## Your objective
All lines holding the word "vest" should be located in the records and copied.

Segment Start: Available data

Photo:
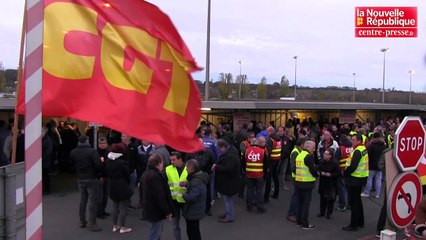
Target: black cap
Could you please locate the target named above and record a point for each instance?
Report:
(83, 139)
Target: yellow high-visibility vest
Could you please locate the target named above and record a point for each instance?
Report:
(302, 171)
(173, 180)
(362, 168)
(295, 149)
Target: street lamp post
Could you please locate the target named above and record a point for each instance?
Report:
(411, 72)
(206, 84)
(295, 76)
(384, 50)
(241, 80)
(353, 91)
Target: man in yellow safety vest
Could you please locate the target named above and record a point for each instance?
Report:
(356, 174)
(306, 175)
(176, 175)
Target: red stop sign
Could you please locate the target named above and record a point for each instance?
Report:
(409, 143)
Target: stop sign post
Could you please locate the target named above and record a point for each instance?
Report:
(409, 143)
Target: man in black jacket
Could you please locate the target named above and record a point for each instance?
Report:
(205, 159)
(104, 181)
(88, 168)
(227, 179)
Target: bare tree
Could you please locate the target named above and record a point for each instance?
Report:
(242, 79)
(225, 85)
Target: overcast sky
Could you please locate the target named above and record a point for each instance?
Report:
(265, 35)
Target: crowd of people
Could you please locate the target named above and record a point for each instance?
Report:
(255, 163)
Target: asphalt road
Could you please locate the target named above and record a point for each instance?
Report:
(60, 220)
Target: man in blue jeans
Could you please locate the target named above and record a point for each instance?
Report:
(88, 168)
(228, 178)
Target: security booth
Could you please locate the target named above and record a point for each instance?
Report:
(238, 112)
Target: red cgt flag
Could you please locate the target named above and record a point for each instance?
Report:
(121, 64)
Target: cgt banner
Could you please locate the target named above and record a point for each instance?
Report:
(386, 22)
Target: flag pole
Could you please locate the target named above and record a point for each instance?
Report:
(18, 90)
(33, 116)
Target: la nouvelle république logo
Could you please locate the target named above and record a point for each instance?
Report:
(386, 22)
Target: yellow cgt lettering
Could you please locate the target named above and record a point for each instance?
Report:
(178, 96)
(60, 18)
(114, 41)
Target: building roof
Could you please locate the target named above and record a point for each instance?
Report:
(288, 105)
(7, 103)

Segment End: Available data

## Answer to this task
Target: yellow high-visibility vest
Target: man in yellow safety vest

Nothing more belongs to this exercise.